╭─ PAGE EXTRACT
Image variations using Stable Diffusion#

Models such as Stable Diffusion can take images, vary them in a latent space and then return a new image that appears a variation of the original. This can be useful for producing multiple similar example images and studying if algorithms, e.g. for segmentation, are capable to process these image variations.

The example shown here is adapted from this source

import requests
import torch
import PIL
from io import BytesIO
from skimage.io import imread
import numpy as np
import stackview
import matplotlib.pyplot as plt
from diffusers import StableDiffusionImg2ImgPipeline

We load a pipeline on the GPU first.

pipe = StableDiffusionImg2ImgPipeline.from_pretrained(
            "runwayml/stable-diffusion-v1-5", 
            torch_dtype=torch.float16)
╰─
INSTRUCTION A:
In the image-variations page, rewrite the paragraph beginning "Models such as Stable Diffusion" more briefly, keeping its main facts.
╭─ DATA RECORDS
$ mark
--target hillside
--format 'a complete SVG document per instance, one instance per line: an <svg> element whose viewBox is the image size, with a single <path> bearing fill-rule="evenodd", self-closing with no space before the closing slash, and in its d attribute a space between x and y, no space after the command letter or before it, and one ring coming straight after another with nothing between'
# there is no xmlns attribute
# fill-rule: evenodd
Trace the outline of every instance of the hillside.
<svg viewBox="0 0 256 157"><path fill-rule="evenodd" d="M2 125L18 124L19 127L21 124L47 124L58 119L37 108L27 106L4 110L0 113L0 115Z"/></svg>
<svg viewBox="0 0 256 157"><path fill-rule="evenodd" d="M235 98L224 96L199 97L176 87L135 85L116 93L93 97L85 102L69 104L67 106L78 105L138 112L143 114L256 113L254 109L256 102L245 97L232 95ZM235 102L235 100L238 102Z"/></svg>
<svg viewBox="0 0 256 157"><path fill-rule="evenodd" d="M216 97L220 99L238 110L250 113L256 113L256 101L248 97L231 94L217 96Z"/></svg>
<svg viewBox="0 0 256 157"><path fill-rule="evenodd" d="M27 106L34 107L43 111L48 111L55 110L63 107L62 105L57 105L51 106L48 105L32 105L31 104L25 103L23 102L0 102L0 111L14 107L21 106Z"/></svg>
╰─
INSTRUCTION B:
Lay out as a numbered list the lines of the listing, starting with its first line and going on through the line with "Trace the outline", leaving out any blank lines.

REPLY A:
Stable Diffusion and similar models can vary an input image in a latent space and return a new image that looks like a variation of the original. This helps produce several similar example images and test whether algorithms, such as segmentation, can process those variations.

REPLY B:
1. $ mark
2. --target hillside
3. --format 'a complete SVG document per instance, one instance per line: an <svg> element whose viewBox is the image size, with a single <path> bearing fill-rule="evenodd", self-closing with no space before the closing slash, and in its d attribute a space between x and y, no space after the command letter or before it, and one ring coming straight after another with nothing between'
4. # there is no xmlns attribute
5. # fill-rule: evenodd
6. Trace the outline of every instance of the hillside.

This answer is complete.